===== Text excerpt =====

To a certain extent, Trier would have us believe that Julie doesn’t know what she wants, but it is more accurate to say that she does know what she wants but can’t for the life of her figure out the way to put that elusive package together. This point of view depends on an embrace of the abstract: thrills, excitement, adoration, attention, and respect are the concepts that would show up on the lists of many no matter what age, although Trier’s world will especially resonate with thirtysomethings.
Sex and romance pinball and ricochet right along with Julie’s capricious career trajectories. The initial seriousness of her commitment to and cohabitation with older cartoonist Aksel (Trier regular Anders Danielsen Lie, who was also great in “Bergman Island,” another of 2021’s finest) forms the spine of the movie’s examination of intimate relationships, but a chance encounter with barista Eivind (Herbert Nordrum) sets up a triangle that, like many familiar tropes depicted throughout the movie, subtly defies convention. In “Cheating,” one of the most erotically-charged of the chapters, Julie and Eivind test the limits of fidelity without “crossing the line.”

=====

## The exercise
Please copy out the review word for word from "To a certain" to "resonate with thirtysomethings.". Work from the review alone.

===== Dataset excerpts =====

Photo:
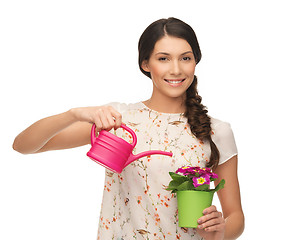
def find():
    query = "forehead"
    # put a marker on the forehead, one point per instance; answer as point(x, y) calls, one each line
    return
point(171, 45)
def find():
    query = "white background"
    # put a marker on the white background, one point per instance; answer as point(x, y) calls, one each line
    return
point(59, 54)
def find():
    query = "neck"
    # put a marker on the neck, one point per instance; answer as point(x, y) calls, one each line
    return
point(166, 105)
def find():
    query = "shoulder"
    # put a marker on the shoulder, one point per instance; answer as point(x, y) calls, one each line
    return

=====

## Solution
To a certain extent, Trier would have us believe that Julie doesn’t know what she wants, but it is more accurate to say that she does know what she wants but can’t for the life of her figure out the way to put that elusive package together. This point of view depends on an embrace of the abstract: thrills, excitement, adoration, attention, and respect are the concepts that would show up on the lists of many no matter what age, although Trier’s world will especially resonate with thirtysomethings.